━━━━━ ENTRIES SHOWN

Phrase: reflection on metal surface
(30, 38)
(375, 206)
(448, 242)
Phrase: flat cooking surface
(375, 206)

━━━━━━━━━━

PROBLEM DETAILS -
Copy the data above line for line, with no changes.

WORKED SOLUTION -
Phrase: reflection on metal surface
(30, 38)
(375, 206)
(448, 242)
Phrase: flat cooking surface
(375, 206)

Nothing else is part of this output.